-- Exercise prompt --
The output should be the line containing "Target: street lamp" and every later line of the records, exactly as written, and nothing else.

Supplied data Start Marker

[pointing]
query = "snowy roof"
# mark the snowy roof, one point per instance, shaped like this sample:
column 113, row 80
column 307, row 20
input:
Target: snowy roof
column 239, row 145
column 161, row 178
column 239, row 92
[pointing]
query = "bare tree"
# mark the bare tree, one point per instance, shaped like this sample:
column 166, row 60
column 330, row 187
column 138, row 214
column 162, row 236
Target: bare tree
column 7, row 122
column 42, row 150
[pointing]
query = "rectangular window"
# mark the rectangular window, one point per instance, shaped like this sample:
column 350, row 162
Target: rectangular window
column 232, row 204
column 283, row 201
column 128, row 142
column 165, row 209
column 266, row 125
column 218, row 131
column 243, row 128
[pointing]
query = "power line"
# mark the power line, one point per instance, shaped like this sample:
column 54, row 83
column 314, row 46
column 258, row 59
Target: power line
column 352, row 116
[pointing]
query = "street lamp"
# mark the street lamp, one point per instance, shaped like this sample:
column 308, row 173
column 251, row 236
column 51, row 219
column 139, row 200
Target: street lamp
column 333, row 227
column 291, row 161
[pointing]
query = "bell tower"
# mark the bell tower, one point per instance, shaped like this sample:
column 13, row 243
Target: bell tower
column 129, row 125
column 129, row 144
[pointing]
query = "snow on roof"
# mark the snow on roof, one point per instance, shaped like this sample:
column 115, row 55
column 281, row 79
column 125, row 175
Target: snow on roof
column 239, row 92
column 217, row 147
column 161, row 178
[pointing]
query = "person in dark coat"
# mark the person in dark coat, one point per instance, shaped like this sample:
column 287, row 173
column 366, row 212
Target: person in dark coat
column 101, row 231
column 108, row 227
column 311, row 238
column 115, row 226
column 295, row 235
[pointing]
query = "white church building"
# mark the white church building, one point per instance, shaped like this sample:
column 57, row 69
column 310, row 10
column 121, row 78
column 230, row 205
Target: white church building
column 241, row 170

Supplied data End Marker

-- Task solution --
Target: street lamp
column 333, row 227
column 291, row 161
[pointing]
query = "bell tower"
# mark the bell tower, one point per instance, shaped like this sample:
column 13, row 243
Target: bell tower
column 129, row 125
column 129, row 144
[pointing]
query = "snow on roof"
# mark the snow on roof, one point per instance, shaped like this sample:
column 115, row 55
column 281, row 79
column 125, row 175
Target: snow on roof
column 239, row 92
column 217, row 147
column 161, row 178
[pointing]
query = "person in dark coat"
# mark the person in dark coat, one point per instance, shaped like this sample:
column 287, row 173
column 366, row 212
Target: person in dark coat
column 101, row 231
column 108, row 227
column 311, row 238
column 115, row 226
column 295, row 235
[pointing]
query = "white church building"
# mark the white church building, one point per instance, shaped like this sample:
column 57, row 69
column 310, row 10
column 121, row 78
column 230, row 205
Target: white church building
column 241, row 170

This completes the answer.